If this really is due to patent issues AMD can likely afford to licence or cross-license the patent given potential upside.

It would be in line with other decisions taken by AMD if they took this decision because it works well with their datacentre/high-end GPUs, and they don't (or didn't) really care about offering GPGPU to the mass/consumer GPU market.

zozbot234 3 days ago | parent | next [-]

> why so few of AMD's GPUs have official ROCm support

Because "official ROCm support" means "you can rely on AMD to make this work on your system for your critical needs". If you want "support" in the "you can goof around with this stuff on your own and don't care if there's any breakage" sense, ROCm "supports" a whole lot of AMD hardware. They should just introduce a new "experimental, unsupported" tier and make this official on their end.

trod1234 3 days ago | parent | prev | next [-]

> I feel like this issue is to at least some extent a red herring.

I don't see that, these two issues adequately explain why so few GPUs have official support. They don't want to get hit with a lawsuit, as a result of issues outside their sphere of control.

> If this really is due to patent issues AMD can likely afford to license or cross-license the patent given potential upside.

Have you ever known any company willing to cede market dominance and license or cross-license a patent letting competition into a market that they hold an absolute monopoly over, let alone in an environment where antitrust is non-existent and fang-less?

There is no upside for NVIDIA to do that. If you want to do serious AI/ML work you currently need to use NVIDIA hardware, and they can charge whatever they want for that.

The moment you have a competitor, demand is halved at a bare minimum depending on how much the competitor undercuts you by. Any agreement on coordinating prices leads to price-fixing indictments.

fancyfredbot 3 days ago | parent [-]

> I don't see that, these two issues adequately explain why so few GPUs have official support.

I'm sorry I don't follow this. Surely if all AMD GPUs have the same problem with atomics then this can't explain why some GPUs are supported and others aren't?

> There is no upside for NVIDIA to do that.

If NVIDIA felt this patent was actually protecting them from competition then there would be no upside. But NVIDIA has competiton from AMD, Intel, Google, and Amazon. Intel have managed to engineer OneAPI support for their GPUs without licensing this patent or relying on PCIe atomics.

AMD have patents NVIDIA would be interested in. For example multi-chiplet GPUs.

wkat4242 3 days ago | parent | prev [-]

And why the support is dropped so quickly too.

wongarsu 3 days ago | parent | prev | next [-]

There are so many hardware certification programs out there, why doesn't AMD run one to fix this?

Create a "ROCm compatible" logo and a list of criteria. Motherboard manufacturers can send a pre-production sample to AMD along with a check for some token amount (let's say $1000). AMD runs a comprehensive test suite to check actual compatibility, if it passes the mainboard is allowed to be advertised and sold with the previously mentioned logo. Then just tell consumers to look for that logo if they want to use ROCm. If things go wrong on a mainboard without the certification, communicate that it's probably the mainboard's fault.

+ + + +

DIRECTIONS
**1)** According to the thread on AMD's ROCm support, which company has engineered OneAPI support for its GPUs without licensing the patent or relying on PCIe atomics?
**2)** Carry on the forum thread about AMD's ROCm support from the point after its final sentence.

(Region outline items)
+ + + +

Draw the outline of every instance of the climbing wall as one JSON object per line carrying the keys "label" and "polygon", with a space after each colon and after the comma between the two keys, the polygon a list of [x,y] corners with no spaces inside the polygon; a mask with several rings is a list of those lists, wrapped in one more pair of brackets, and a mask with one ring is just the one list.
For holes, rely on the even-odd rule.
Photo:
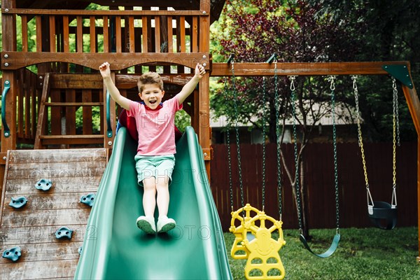
{"label": "climbing wall", "polygon": [[81,201],[94,199],[107,158],[104,148],[8,151],[0,279],[73,279],[91,209]]}

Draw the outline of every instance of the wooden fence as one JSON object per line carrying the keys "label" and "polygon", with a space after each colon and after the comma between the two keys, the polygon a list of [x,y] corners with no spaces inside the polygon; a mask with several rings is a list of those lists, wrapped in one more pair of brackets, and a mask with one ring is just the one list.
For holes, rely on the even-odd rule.
{"label": "wooden fence", "polygon": [[[227,148],[214,145],[211,186],[223,230],[228,230],[231,201],[234,209],[241,206],[236,145],[230,147],[233,199],[230,199]],[[311,144],[307,147],[304,180],[307,188],[310,228],[334,228],[336,224],[332,145]],[[365,144],[370,189],[374,200],[391,203],[392,195],[392,144]],[[286,164],[294,174],[293,144],[281,147]],[[266,146],[265,210],[279,218],[276,146]],[[340,225],[342,227],[371,226],[360,152],[357,144],[338,144]],[[262,209],[262,145],[241,144],[241,166],[244,203]],[[397,226],[417,224],[416,144],[402,143],[397,148]],[[282,164],[283,165],[283,164]],[[284,169],[281,174],[281,213],[284,228],[298,228],[292,189]]]}

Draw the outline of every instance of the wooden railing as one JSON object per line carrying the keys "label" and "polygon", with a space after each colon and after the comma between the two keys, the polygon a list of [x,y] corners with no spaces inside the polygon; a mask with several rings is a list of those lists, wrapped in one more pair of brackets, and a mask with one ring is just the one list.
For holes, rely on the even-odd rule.
{"label": "wooden railing", "polygon": [[[209,64],[208,54],[200,52],[202,45],[208,44],[209,32],[200,28],[200,21],[209,17],[200,10],[2,11],[4,16],[22,22],[22,30],[16,30],[22,34],[17,42],[22,52],[3,52],[4,69],[49,62],[97,69],[105,60],[113,62],[115,70],[158,62],[189,67],[198,62]],[[34,37],[34,50],[31,50]],[[206,50],[205,46],[202,50]]]}

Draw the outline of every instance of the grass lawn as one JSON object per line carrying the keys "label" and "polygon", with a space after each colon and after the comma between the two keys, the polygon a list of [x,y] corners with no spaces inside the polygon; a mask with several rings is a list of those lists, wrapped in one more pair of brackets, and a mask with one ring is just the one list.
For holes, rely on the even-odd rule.
{"label": "grass lawn", "polygon": [[[341,229],[335,253],[320,258],[307,251],[299,241],[299,231],[283,231],[286,245],[279,251],[285,279],[420,279],[417,227]],[[335,230],[311,230],[312,251],[323,253]],[[234,260],[230,249],[234,236],[225,232],[225,240],[234,279],[245,279],[246,260]]]}

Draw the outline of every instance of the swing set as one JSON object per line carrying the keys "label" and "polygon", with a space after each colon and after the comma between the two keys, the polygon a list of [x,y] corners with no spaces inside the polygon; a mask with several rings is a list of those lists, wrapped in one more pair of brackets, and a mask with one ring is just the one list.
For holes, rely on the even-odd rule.
{"label": "swing set", "polygon": [[[274,66],[273,66],[274,65]],[[225,77],[224,94],[227,94],[227,85],[226,77],[230,76],[232,83],[233,92],[233,107],[234,115],[238,115],[237,108],[237,92],[235,85],[235,77],[238,76],[263,76],[262,83],[262,104],[265,104],[266,98],[266,76],[274,76],[275,106],[279,108],[278,83],[279,76],[286,76],[290,80],[290,89],[291,96],[291,105],[293,117],[293,137],[295,139],[294,152],[295,164],[295,188],[297,194],[297,211],[298,216],[299,227],[300,230],[300,239],[304,246],[312,254],[319,258],[328,258],[332,255],[338,247],[340,239],[340,215],[339,215],[339,187],[338,187],[338,167],[337,155],[337,141],[335,127],[335,80],[337,76],[349,76],[353,80],[353,90],[355,97],[355,106],[357,114],[358,139],[362,155],[362,164],[365,179],[365,188],[368,197],[368,214],[373,224],[382,229],[391,230],[396,225],[397,220],[397,200],[396,200],[396,148],[398,142],[399,145],[399,127],[398,127],[398,90],[396,80],[401,83],[410,111],[413,119],[417,133],[420,135],[420,102],[416,95],[413,83],[410,74],[410,64],[407,62],[325,62],[325,63],[279,63],[276,59],[276,55],[273,55],[265,63],[237,63],[234,62],[234,56],[231,55],[227,63],[214,63],[213,64],[212,76]],[[384,202],[373,201],[369,188],[366,163],[365,160],[365,151],[363,145],[363,139],[360,128],[360,119],[359,116],[358,107],[358,92],[357,89],[357,78],[362,75],[388,75],[393,81],[393,186],[391,203]],[[295,80],[300,76],[327,76],[330,82],[331,90],[331,111],[333,130],[333,151],[334,151],[334,178],[335,191],[336,202],[336,233],[334,235],[330,247],[322,253],[316,253],[309,246],[307,240],[302,234],[302,209],[301,200],[300,197],[299,186],[299,169],[298,162],[298,141],[296,132],[297,114],[295,108]],[[280,127],[279,122],[279,113],[276,112],[276,134],[277,139],[279,139]],[[265,116],[262,115],[263,123]],[[227,132],[227,143],[230,143],[229,129],[232,122],[228,122]],[[230,203],[232,207],[232,219],[230,231],[235,236],[231,255],[235,259],[247,259],[245,267],[245,275],[248,279],[283,279],[285,276],[285,270],[281,263],[279,251],[286,244],[284,239],[281,226],[282,209],[281,209],[281,162],[280,162],[280,146],[277,145],[277,185],[279,196],[279,217],[277,220],[267,216],[265,211],[265,145],[262,143],[262,211],[253,207],[244,202],[243,183],[241,179],[241,156],[239,151],[239,130],[237,120],[234,120],[234,128],[236,133],[237,153],[238,157],[238,172],[239,192],[241,196],[241,206],[234,209],[233,205],[233,187],[231,172],[231,155],[230,149],[227,149],[229,161],[230,190]],[[265,127],[262,127],[262,136],[265,137]],[[398,141],[397,141],[398,139]],[[418,167],[419,171],[419,167]],[[420,174],[420,172],[418,172]],[[420,183],[419,183],[420,184]],[[420,185],[418,186],[420,190]],[[278,231],[278,235],[273,234]],[[420,255],[420,253],[419,253]],[[417,258],[419,260],[419,258]],[[252,273],[253,271],[258,271]],[[272,273],[277,271],[277,273]],[[271,276],[272,274],[275,276]],[[258,276],[253,276],[258,274]]]}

+ + + +

TASK RESPONSES
**1)** Intel

**2)**
Maybe add some kind of versioning scheme to allow updating requirements in the future

spacebanana7 3 days ago | parent | prev | next [-]

How does NVIDIA manage this issue? I wonder whether they have a very different supply chain or just design software that puts less trust in the reliability of those advertised features.

bigyabai 3 days ago | parent | next [-]

I should point out here, if nobody has already; Nvidia's GPU designs are extremely complicated compared to what AMD and Apple ship. The "standard" is to ship a PCIe card with display handling drivers and some streaming multiprocessor hardware to process your framebuffers. Nvidia goes even further by adding additional accelerators (ALUs by way of CUDA core and tensor cores), onboard RTOS management hardware (what Nvidia calls GPU System Processor), and more complex userland drivers that very well might be able to manage atomics without any PCIe standards.

This is also one of the reasons AMD and Apple can't simply turn their ship around right now. They've both invested heavily in simplifying their GPU and removing a lot of the creature-comforts people pay Nvidia for. 10 years ago we could at least all standardize on OpenCL, but these days it's all about proprietary frameworks and throwing competitors under the bus.

kimixa 3 days ago | parent [-]

FYI AMD also has similar "accelerators", with the 9070 having separate ALU paths for wmma ("tensor") operations much like Nvidia's model - older RDNA2/3 architectures had accelerated instructions but used the "normal" shader ALUs, if a bit beefed up and tweaked to support multiple smaller data types. And CUDA cores are just what Nvidia call their normal shader cores. Pretty much every subunit on a geforce has a direct equivalent on a radeon - they might be faster/slower or more/less capable, but they're there and often at an extremely similar level of the design.

AMD also have on-die microcontrollers (multiple, actually) that do things like scheduling or pipeline management, again just like Nvidia's GSP. It's been able to schedule new work on-GPU with zero host system involvement since the original GCN, something that Nvidia advertise as "new" with them introducing their GSP (which just replaced a slightly older, slightly less capable controller rather than being /completely/ new too)

The problem is that AMD are a software follower right now - after decades of under-investment they're behind on the treadmill just trying to keep up, so when the Next Big Thing inevitably pops up they're still busy polishing off the Last Big Thing.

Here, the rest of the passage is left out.